From the entries below, pull out each line where "green" appears.
*** Dataset Section Begins ***
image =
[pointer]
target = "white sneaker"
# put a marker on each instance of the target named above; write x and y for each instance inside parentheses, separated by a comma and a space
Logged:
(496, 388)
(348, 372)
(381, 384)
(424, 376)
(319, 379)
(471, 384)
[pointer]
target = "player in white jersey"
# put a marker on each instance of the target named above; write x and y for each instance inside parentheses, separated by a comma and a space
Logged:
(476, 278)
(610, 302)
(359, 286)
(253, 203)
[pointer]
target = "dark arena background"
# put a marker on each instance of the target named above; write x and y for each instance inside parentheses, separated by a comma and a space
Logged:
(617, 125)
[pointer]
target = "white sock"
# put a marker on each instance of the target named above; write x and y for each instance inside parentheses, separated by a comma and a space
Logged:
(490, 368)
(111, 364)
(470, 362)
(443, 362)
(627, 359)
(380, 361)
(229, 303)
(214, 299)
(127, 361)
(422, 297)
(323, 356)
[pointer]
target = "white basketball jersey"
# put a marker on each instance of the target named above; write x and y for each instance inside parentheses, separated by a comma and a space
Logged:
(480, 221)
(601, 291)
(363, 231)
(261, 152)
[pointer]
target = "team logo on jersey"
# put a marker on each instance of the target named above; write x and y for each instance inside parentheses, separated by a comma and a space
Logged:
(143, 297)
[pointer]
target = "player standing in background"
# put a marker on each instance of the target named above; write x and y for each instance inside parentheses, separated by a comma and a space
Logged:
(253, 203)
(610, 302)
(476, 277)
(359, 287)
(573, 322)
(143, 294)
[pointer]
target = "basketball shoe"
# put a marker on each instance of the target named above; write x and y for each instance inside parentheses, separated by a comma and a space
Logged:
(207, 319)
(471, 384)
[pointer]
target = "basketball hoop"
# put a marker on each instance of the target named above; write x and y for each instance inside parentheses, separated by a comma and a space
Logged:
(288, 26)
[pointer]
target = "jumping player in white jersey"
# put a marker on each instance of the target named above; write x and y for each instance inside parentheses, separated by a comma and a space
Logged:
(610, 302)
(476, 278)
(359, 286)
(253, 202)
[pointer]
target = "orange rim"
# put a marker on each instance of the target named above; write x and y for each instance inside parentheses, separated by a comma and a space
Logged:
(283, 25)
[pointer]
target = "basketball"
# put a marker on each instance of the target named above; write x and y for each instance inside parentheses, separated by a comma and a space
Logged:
*** Dataset Section Ends ***
*** Dataset Section Begins ***
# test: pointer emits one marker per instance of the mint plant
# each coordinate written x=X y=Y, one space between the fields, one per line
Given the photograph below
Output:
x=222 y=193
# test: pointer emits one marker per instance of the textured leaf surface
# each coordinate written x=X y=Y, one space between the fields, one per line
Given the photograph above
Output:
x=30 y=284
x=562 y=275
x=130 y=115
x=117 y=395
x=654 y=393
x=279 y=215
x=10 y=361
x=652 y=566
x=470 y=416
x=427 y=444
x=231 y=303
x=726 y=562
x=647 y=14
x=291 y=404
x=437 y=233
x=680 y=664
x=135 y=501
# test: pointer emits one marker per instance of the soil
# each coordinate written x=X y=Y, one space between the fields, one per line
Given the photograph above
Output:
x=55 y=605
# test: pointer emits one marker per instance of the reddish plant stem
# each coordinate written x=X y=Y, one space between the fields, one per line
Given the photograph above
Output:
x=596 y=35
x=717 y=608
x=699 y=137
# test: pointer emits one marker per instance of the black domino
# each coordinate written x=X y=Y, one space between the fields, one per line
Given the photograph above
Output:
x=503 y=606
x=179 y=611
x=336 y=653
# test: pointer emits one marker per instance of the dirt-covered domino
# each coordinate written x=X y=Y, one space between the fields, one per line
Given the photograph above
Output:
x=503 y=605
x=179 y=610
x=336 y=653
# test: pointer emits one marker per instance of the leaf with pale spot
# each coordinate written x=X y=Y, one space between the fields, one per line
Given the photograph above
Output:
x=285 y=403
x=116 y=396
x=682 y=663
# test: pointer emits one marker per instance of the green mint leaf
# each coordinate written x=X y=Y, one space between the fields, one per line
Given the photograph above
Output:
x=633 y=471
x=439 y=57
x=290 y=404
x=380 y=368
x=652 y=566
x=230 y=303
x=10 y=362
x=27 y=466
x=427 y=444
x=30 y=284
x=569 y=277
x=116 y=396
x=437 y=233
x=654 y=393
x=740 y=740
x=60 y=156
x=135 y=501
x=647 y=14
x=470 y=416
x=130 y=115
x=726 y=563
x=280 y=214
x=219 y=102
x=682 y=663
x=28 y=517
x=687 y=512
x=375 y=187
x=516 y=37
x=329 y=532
*** Dataset Section Ends ***
*** Dataset Section Begins ***
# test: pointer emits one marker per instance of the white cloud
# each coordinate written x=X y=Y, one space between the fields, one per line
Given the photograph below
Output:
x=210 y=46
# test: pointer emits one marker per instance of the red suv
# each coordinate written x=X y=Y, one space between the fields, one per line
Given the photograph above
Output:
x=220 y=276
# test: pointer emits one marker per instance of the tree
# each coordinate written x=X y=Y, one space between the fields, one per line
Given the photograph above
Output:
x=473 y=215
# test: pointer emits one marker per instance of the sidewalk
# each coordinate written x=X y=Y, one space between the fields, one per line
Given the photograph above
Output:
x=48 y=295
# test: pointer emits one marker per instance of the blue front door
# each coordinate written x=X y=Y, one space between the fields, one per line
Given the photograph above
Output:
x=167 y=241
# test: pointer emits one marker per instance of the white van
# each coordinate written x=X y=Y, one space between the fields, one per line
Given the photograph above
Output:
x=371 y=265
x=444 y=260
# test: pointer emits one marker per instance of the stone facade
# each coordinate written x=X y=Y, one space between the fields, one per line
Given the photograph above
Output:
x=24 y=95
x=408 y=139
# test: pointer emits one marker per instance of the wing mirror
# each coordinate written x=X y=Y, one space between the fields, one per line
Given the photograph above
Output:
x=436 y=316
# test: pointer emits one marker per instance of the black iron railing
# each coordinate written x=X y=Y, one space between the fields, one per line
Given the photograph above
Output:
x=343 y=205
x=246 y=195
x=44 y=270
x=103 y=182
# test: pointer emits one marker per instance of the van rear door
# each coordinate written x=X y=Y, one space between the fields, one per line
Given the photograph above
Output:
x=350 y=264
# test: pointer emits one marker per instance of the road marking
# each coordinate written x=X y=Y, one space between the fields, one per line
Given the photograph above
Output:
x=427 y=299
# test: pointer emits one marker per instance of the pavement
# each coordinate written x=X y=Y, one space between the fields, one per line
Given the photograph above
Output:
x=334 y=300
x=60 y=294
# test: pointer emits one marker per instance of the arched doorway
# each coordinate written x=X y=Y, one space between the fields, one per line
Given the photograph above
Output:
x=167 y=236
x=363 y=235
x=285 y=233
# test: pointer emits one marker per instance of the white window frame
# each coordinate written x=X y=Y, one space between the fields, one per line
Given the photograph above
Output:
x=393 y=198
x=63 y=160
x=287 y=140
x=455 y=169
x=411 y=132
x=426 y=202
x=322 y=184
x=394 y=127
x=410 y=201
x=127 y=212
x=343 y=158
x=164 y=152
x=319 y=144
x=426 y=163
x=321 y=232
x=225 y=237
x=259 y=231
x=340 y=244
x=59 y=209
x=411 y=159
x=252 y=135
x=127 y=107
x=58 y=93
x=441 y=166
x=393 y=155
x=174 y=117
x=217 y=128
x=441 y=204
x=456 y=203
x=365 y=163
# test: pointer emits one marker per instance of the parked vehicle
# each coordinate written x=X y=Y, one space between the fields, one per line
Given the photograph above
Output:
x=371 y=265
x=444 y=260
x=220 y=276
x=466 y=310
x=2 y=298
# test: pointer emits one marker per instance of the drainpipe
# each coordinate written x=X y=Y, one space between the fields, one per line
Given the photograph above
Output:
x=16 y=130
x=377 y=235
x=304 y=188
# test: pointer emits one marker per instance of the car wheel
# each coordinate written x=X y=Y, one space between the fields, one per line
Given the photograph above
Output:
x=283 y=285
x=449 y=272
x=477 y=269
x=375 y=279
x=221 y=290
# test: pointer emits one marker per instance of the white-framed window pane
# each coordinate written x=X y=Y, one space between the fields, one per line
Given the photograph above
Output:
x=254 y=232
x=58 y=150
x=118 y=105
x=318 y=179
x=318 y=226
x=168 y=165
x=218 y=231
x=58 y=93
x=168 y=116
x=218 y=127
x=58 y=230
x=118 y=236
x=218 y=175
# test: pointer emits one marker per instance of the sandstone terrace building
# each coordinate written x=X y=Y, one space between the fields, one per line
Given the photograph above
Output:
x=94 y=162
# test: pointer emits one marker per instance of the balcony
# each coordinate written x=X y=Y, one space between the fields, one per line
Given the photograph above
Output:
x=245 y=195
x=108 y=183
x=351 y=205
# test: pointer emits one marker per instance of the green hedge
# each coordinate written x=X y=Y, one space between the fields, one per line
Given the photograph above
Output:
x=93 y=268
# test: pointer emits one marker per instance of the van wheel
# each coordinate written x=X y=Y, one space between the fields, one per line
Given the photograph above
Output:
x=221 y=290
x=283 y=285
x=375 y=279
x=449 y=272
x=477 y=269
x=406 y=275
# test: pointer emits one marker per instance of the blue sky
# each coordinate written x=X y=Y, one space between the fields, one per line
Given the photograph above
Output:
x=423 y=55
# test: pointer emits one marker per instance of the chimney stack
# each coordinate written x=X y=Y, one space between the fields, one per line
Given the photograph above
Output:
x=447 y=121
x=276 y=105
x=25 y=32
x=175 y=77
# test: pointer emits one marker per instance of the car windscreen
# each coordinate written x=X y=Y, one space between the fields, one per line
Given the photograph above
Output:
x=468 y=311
*** Dataset Section Ends ***
Completed exercise:
# test: pointer emits one marker per instance of the green mint leaf
# test: pointer emits one marker per instance of the green hedge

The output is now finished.